== Excerpt
By John C. Goodman
Originally posted at Forbes, April 2016
Have you ever wondered why hospitals don’t compete on quality? Say there is a hospital in your area that has lower mortality rates, lower infections rates and lower readmissions rates than any of its competitors. In any other market, the business would be scrambling hand over foot to make sure every potential customer knows about its superiority.
But not in health care. What is true of hospitals is also true of doctors. You could be living next door to one of the best specialists in the country. But odds are the doctor will never tell you about it.
Why is that? The short answer is one I gave at the Health Affairs blog not long ago. (See here and here.) Providers who don’t compete on price typically don’t compete on quality either. And the reason we don’t see price or quality competition in health care is that normal market forces have been systematically suppressed for well over a hundred years.
But hold on. Things are about to change and I predict that they will change rapidly. Turns out, there is more to Grand Cayman Island than white sand, blue waters and the opportunity to feed squid to sting rays.
Health City Cayman Islands (HCCI) is open for business and it’s getting ready to target American patients big time. HCCI offers package prices that include airfare, ground transportation and hotel arrangements for the patient and a caregiver. Unlike US hospitals, patients know in advance what procedures are going to cost and it’s typically about one-third of what they would pay in this country.
What about quality? Here is something I have found to be generally true in all health care markets. Wherever patients pay a fixed package price, quality tends to be higher. There are two reasons why. First, providers who compete on price almost always compete on quality as well. Second, higher quality medical care is often lower cost medical care.
In the United States, hospitals make money on their mistakes. If a patient in a hospital gets an infection, more care is needed and that creates more opportunities to bill the third party payers. Ditto for readmissions. A patient who is released prematurely or one who was not properly cared for, is a patient who is more likely to return. That gives the hospital yet another opportunity to bill.
====
== Provided records
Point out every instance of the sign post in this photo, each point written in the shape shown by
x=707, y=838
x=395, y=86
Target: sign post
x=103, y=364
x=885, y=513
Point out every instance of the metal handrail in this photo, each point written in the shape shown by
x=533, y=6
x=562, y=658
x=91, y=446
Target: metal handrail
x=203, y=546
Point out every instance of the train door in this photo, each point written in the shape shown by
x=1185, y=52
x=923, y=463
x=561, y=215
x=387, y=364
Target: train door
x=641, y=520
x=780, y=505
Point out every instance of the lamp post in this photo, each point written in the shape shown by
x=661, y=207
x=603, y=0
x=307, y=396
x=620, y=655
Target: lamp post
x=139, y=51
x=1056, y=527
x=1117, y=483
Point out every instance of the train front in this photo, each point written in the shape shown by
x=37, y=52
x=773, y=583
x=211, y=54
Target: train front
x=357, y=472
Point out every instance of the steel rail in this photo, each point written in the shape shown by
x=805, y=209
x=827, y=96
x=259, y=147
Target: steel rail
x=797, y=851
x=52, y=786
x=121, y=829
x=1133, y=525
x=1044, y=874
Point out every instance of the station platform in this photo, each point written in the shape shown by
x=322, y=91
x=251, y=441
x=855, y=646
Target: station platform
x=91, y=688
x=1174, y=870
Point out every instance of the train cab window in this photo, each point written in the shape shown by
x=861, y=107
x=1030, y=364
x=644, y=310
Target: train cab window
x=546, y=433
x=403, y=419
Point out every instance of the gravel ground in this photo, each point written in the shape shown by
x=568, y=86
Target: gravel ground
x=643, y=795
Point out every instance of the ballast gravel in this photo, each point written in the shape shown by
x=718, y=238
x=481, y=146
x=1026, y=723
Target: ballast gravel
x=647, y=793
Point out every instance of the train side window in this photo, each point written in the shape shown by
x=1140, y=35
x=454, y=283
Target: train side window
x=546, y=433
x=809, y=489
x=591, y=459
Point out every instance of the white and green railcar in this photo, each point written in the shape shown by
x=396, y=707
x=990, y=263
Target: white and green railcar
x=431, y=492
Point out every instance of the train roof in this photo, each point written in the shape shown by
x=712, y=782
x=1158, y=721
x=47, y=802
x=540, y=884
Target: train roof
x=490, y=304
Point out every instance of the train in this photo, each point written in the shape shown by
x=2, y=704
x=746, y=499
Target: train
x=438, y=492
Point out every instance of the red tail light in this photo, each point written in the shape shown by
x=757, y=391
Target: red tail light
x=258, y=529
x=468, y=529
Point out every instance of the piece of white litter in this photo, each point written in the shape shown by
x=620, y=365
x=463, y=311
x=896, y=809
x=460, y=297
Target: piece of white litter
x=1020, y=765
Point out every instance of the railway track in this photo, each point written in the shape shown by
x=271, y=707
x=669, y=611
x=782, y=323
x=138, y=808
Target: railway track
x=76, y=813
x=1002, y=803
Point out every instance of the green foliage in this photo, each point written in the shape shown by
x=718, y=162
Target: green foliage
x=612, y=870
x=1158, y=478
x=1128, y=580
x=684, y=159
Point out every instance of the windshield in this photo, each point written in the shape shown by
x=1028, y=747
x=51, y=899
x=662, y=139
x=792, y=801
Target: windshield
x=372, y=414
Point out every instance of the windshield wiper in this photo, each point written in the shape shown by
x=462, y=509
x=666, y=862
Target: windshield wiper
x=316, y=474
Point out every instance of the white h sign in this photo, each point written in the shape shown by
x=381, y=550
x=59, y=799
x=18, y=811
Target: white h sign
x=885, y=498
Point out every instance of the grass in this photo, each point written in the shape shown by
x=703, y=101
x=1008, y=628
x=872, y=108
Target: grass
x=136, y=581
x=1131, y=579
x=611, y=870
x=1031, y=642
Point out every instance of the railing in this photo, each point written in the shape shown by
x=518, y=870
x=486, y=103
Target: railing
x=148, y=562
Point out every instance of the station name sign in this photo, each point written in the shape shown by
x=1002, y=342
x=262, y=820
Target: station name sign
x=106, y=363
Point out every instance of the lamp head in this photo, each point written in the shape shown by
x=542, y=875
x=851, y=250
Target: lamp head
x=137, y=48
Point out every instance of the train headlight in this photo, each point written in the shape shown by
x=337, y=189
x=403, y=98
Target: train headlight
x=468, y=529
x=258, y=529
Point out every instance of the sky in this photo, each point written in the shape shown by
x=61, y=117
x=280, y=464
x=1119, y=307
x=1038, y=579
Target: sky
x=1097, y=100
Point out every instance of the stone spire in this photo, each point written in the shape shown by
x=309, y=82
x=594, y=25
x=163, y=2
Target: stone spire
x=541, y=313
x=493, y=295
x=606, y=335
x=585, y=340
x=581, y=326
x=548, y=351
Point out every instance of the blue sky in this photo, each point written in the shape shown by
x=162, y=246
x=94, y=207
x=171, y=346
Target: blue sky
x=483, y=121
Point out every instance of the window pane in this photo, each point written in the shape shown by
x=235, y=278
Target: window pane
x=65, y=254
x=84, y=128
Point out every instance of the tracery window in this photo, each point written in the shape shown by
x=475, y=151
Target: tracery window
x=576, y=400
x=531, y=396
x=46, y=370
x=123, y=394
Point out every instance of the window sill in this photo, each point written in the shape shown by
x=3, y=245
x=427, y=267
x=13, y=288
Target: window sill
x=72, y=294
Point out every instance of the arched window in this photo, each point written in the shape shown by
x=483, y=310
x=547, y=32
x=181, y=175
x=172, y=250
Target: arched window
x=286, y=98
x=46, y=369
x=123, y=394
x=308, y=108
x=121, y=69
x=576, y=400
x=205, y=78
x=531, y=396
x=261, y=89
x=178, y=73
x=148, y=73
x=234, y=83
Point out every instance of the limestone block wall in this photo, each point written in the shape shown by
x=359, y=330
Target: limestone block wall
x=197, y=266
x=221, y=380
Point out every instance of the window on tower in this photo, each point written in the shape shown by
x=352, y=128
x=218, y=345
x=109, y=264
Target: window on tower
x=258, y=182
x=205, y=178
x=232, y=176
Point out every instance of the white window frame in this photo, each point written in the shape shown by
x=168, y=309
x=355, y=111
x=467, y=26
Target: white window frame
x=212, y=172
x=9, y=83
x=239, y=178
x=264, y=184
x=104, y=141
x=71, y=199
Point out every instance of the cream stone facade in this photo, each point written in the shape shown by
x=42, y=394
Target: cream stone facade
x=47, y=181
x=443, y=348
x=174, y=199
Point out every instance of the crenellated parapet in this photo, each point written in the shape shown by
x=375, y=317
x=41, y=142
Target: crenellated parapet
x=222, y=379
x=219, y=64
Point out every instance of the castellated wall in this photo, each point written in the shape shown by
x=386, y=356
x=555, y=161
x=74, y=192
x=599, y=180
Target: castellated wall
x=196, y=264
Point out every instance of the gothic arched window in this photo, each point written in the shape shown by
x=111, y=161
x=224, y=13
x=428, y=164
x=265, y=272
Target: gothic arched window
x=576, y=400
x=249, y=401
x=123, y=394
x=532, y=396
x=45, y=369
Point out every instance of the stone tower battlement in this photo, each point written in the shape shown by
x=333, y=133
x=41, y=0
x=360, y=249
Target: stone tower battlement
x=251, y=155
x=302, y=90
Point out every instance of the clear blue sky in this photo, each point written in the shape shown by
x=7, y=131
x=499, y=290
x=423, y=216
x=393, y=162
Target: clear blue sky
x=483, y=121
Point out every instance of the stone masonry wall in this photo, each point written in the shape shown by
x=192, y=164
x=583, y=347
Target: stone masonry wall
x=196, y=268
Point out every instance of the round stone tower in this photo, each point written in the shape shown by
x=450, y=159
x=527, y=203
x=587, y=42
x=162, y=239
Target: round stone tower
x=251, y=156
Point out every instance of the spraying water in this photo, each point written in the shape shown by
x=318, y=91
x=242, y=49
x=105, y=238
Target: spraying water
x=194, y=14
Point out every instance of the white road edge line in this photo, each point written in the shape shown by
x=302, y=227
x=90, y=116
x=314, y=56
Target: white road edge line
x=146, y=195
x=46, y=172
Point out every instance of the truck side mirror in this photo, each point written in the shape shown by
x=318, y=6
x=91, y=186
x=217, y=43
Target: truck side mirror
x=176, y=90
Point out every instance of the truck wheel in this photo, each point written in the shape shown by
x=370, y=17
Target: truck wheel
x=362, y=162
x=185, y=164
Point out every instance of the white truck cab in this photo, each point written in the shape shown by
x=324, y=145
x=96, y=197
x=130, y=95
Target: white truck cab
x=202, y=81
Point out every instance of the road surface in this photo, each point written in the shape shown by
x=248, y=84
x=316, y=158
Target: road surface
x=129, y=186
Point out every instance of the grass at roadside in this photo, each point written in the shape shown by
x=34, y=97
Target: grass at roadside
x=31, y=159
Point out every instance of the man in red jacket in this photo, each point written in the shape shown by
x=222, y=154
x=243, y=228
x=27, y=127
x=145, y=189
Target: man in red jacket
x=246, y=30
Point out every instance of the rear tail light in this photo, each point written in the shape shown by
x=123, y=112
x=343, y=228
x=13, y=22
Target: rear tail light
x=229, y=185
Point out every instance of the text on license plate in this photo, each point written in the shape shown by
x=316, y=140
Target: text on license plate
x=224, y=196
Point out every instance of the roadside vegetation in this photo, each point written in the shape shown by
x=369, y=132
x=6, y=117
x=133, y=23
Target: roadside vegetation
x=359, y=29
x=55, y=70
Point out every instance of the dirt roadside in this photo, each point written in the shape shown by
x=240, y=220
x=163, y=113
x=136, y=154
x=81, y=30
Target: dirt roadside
====
§ **Work to complete**
1. Revise a passage from the article on hospital competition. Start at the words "By John C. Goodman" and end after "you about it.", swapping "scrambling" for "rushing".
2. Extend the article on hospital competition beyond its last sentence.
You won't need the data for any of this.

§ **Responses**
1.
By John C. Goodman
Originally posted at Forbes, April 2016
Have you ever wondered why hospitals don’t compete on quality? Say there is a hospital in your area that has lower mortality rates, lower infections rates and lower readmissions rates than any of its competitors. In any other market, the business would be rushing hand over foot to make sure every potential customer knows about its superiority.
But not in health care. What is true of hospitals is also true of doctors. You could be living next door to one of the best specialists in the country. But odds are the doctor will never tell you about it.

2.
The incentives are reversed for providers who are paid a fixed price, regardless of the outcome. In that case, the hospital pays the cost of infections and readmissions, not the patient. That creates strong incentives to avoid these adverse outcomes.
As I wrote previously, HCCI not only quotes package prices, it readily discloses quality data as well:
- Out of 290 orthopedic procedures, there have been only two readmissions.
- Out of 107 cardiac surgeries, there has been only one readmission.
- Out of more than 1,000 total surgeries there have been four mortalities – and all four were patients who came through the emergency room, as opposed to normal elective surgery.
- Out of 1,500 inpatients, there have been only 6 infections and one bed sore.
These are remarkable numbers. In the United States readmission rates of 20 percent are not unusual and 75,000 people a year die from hospital acquired infections – twice the number who die in auto accidents.
How does HCCI do it? By paying meticulous attention to all of the ways germs spread. For example, HCCI completely clears and replaces the air in its operating rooms to insure an infection free environment. Many US hospitals do that too, but not as often as they do it at HCCI.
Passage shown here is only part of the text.